SUPPLIED DATA>
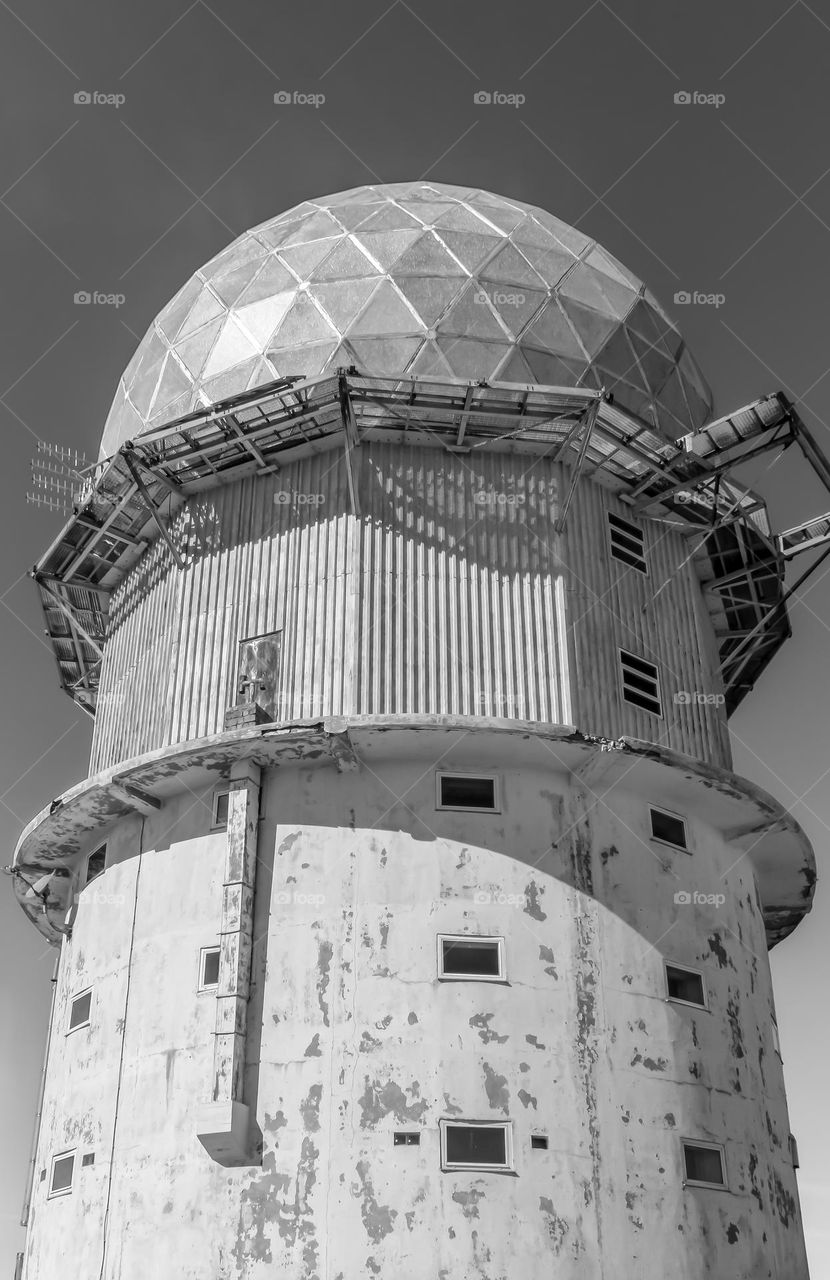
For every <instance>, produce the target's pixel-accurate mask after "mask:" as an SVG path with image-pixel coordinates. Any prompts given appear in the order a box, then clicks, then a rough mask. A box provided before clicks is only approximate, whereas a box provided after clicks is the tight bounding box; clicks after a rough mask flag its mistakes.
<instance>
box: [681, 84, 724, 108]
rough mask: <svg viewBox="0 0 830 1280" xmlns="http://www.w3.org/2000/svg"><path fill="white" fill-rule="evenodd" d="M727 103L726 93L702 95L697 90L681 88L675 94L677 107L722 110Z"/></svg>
mask: <svg viewBox="0 0 830 1280" xmlns="http://www.w3.org/2000/svg"><path fill="white" fill-rule="evenodd" d="M725 101H726V95H725V93H702V92H701V91H699V90H697V88H694V90H688V88H681V90H678V92H676V93H675V105H676V106H713V108H715V109H716V110H720V108H721V106H722V105H724V102H725Z"/></svg>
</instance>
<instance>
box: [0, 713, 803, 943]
mask: <svg viewBox="0 0 830 1280" xmlns="http://www.w3.org/2000/svg"><path fill="white" fill-rule="evenodd" d="M470 735H475V739H476V751H478V753H479V754H480V755H482V759H483V763H484V764H485V765H487V767H488V768H497V767H500V765H501V763H502V762H503V759H505V756H506V754H507V753H509V754H510V758H511V760H512V762H514V765H515V767H516V768H520V767H524V765H534V764H535V763H537V760H538V755H539V751H541V750H542V751H544V753H546V756H547V758H548V759H549V767H551V768H552V769H558V771H564V772H565V774H573V776H574V777H575V778H576V777H578V778H579V780H580V781H582V783H583V785H584V786H587V787H589V788H592V787H593V788H596V787H597V786H602V788H605V790H607V788H610V787H612V786H616V785H617V783H619V782H620V780H621V778H624V777H625V776H629V774H633V773H634V772H635V773H637V780H635V785H637V787H639V788H640V790H643V792H648V794H649V795H651V796H656V797H658V799H660V803H661V804H663V805H667V806H669V808H671V809H675V810H678V812H685V810H687V809H689V810H694V809H697V808H698V806H699V805H701V803H702V797H703V796H704V797H706V799H704V804H706V810H707V814H708V820H710V823H711V826H712V827H713V828H715V829H716V831H717V832H719V833H720V835H721V836H722V837H724V838H725V840H726V842H728V844H730V846H733V847H734V849H735V850H736V852H739V854H745V855H747V856H749V858H751V859H752V863H753V867H754V870H756V877H757V881H758V888H760V891H761V896H762V901H763V914H765V920H766V929H767V942H769V945H770V946H775V943H776V942H779V941H780V940H781V938H784V937H786V936H788V933H790V932H792V931H793V929H794V928H795V925H797V924H798V922H799V920H801V919H802V918H803V915H804V913H806V911H808V910H810V909H811V905H812V896H813V890H815V881H816V860H815V855H813V852H812V849H811V846H810V841H808V840H807V837H806V835H804V832H803V831H802V828H801V827H799V824H798V823H797V822H795V819H794V818H793V815H792V814H789V813H788V812H786V810H785V809H784V808H783V806H781V805H780V804H779V803H777V801H776V800H775V799H774V797H772V796H770V795H769V794H767V792H766V791H763V790H762V788H761V787H758V786H756V785H754V783H752V782H748V781H747V780H745V778H740V777H738V776H735V774H734V773H731V772H730V771H728V769H724V768H721V767H719V765H715V764H707V763H704V762H701V760H693V759H690V758H689V756H688V755H681V754H680V753H678V751H672V750H670V749H669V748H666V746H658V745H656V744H653V742H648V741H638V740H635V739H616V737H615V740H614V741H610V740H608V739H607V737H605V736H603V737H599V739H598V737H596V736H592V735H585V733H582V732H580V731H579V730H576V728H575V727H574V726H573V724H539V723H535V722H530V721H517V722H516V721H509V719H502V718H492V719H488V718H484V717H453V716H421V717H406V716H351V717H347V718H346V717H332V718H329V719H325V721H318V722H298V723H291V724H268V726H264V727H256V728H252V730H251V728H248V730H241V731H234V732H227V733H220V735H215V736H211V737H208V739H200V740H196V741H193V742H187V744H181V745H178V744H177V745H174V746H170V748H165V749H161V750H156V751H151V753H149V754H147V755H143V756H138V758H137V759H134V760H128V762H122V763H120V764H119V765H117V767H113V768H110V769H105V771H102V772H101V773H99V774H96V776H94V777H92V778H87V780H85V781H83V782H81V783H78V785H77V786H74V787H72V788H70V790H69V791H67V792H65V794H64V795H63V796H59V797H58V799H55V800H54V801H53V803H51V805H49V806H47V808H46V809H44V810H42V812H41V813H40V814H38V815H37V817H36V818H33V819H32V822H29V824H28V826H27V827H26V828H24V831H23V833H22V835H20V838H19V841H18V846H17V849H15V854H14V863H15V867H18V868H19V869H20V872H22V873H23V876H24V877H26V881H22V879H17V881H15V892H17V896H18V900H19V901H20V905H22V906H23V909H24V910H26V913H27V915H28V916H29V919H32V922H33V923H35V924H36V925H37V927H38V928H40V929H41V932H42V933H44V936H45V937H46V938H47V940H49V941H51V942H58V943H59V942H60V937H61V932H63V920H64V915H65V896H67V895H65V890H67V886H65V884H64V886H59V887H60V888H61V892H60V893H58V891H54V892H50V896H49V902H47V909H46V911H45V913H44V910H42V909H41V904H40V901H38V900H36V899H35V900H32V899H27V896H26V893H27V888H28V884H29V883H31V882H33V881H36V879H37V878H38V877H41V876H42V874H44V873H45V872H49V870H53V869H58V870H60V872H61V873H63V872H64V870H68V872H72V873H74V872H77V869H78V867H79V865H81V863H82V860H83V856H85V854H87V852H88V851H90V850H91V849H94V847H95V846H96V845H100V844H101V841H102V840H106V841H108V847H109V849H110V854H109V855H108V861H111V860H120V858H122V856H129V855H131V850H134V847H136V838H137V837H136V832H137V831H138V829H140V827H138V826H137V823H138V820H140V819H137V817H136V815H134V813H133V810H132V809H131V808H129V806H127V805H126V804H124V801H123V800H122V799H118V797H117V796H115V791H118V794H120V788H122V787H123V783H124V782H127V783H128V785H129V786H133V787H138V788H140V790H142V791H143V792H145V794H147V795H150V796H152V797H154V800H156V801H159V800H165V799H168V797H170V796H173V795H175V794H177V792H181V791H182V788H184V790H186V791H187V792H188V794H191V795H193V796H196V795H199V796H201V799H200V800H199V804H200V805H201V806H202V809H204V813H205V814H210V812H211V797H210V792H205V787H206V786H209V785H213V783H215V782H218V781H219V780H220V778H227V777H228V776H231V774H233V772H234V771H236V769H245V768H247V764H246V762H248V763H251V764H256V765H259V767H260V768H269V767H279V768H284V767H286V765H287V764H292V763H293V764H296V763H298V762H306V763H314V762H316V763H319V762H324V760H325V762H328V760H332V762H334V763H336V764H337V768H338V769H339V771H343V769H346V771H347V772H350V771H354V769H356V768H357V767H359V762H360V759H361V758H366V759H368V758H370V756H371V755H373V753H377V751H378V750H380V751H382V754H389V753H392V754H397V755H403V756H406V755H407V754H410V753H411V751H415V753H420V754H421V755H424V754H428V753H429V751H430V750H434V753H435V758H438V756H441V754H442V753H443V751H444V750H447V748H448V745H455V744H456V742H460V741H462V740H469V737H470ZM379 740H380V741H382V744H383V745H379ZM484 741H488V742H489V746H488V750H487V751H483V742H484ZM482 753H483V754H482ZM631 785H634V783H631ZM126 815H129V819H128V820H126ZM640 827H642V831H643V835H647V831H648V824H647V820H646V819H643V822H642V823H640Z"/></svg>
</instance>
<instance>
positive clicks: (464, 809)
mask: <svg viewBox="0 0 830 1280" xmlns="http://www.w3.org/2000/svg"><path fill="white" fill-rule="evenodd" d="M437 785H438V799H437V806H438V809H460V810H462V812H465V813H475V812H478V813H498V812H500V809H498V780H497V778H496V777H494V776H493V774H482V773H439V774H438V780H437Z"/></svg>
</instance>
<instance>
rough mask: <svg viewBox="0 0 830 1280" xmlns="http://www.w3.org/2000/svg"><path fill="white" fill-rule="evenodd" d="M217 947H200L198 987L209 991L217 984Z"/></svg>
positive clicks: (199, 988) (217, 951)
mask: <svg viewBox="0 0 830 1280" xmlns="http://www.w3.org/2000/svg"><path fill="white" fill-rule="evenodd" d="M219 954H220V951H219V947H202V948H201V952H200V961H199V989H200V991H210V989H213V988H214V987H218V986H219Z"/></svg>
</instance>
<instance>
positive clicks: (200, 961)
mask: <svg viewBox="0 0 830 1280" xmlns="http://www.w3.org/2000/svg"><path fill="white" fill-rule="evenodd" d="M213 951H215V952H216V955H218V956H219V970H218V972H216V980H215V982H205V957H206V956H208V954H209V952H213ZM220 972H222V943H220V942H211V943H210V946H206V947H200V948H199V977H197V986H196V991H197V992H200V993H201V992H202V991H205V992H209V993H210V992H215V991H216V989H218V987H219V975H220Z"/></svg>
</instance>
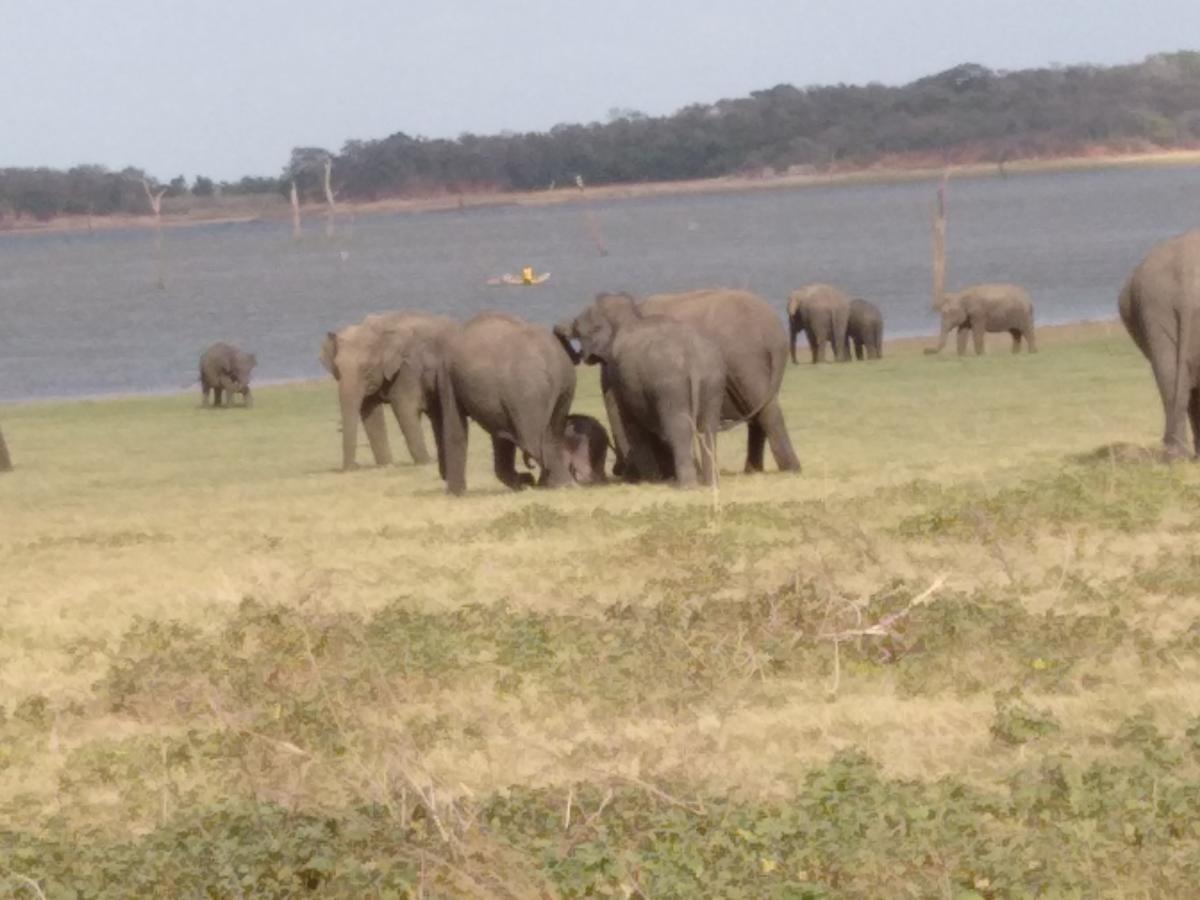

EXERCISE>
Gather every line above that contains the string "positive". Case counts.

COMPLETED TASK>
positive clicks: (464, 809)
positive clicks: (199, 988) (217, 951)
positive clicks: (200, 961)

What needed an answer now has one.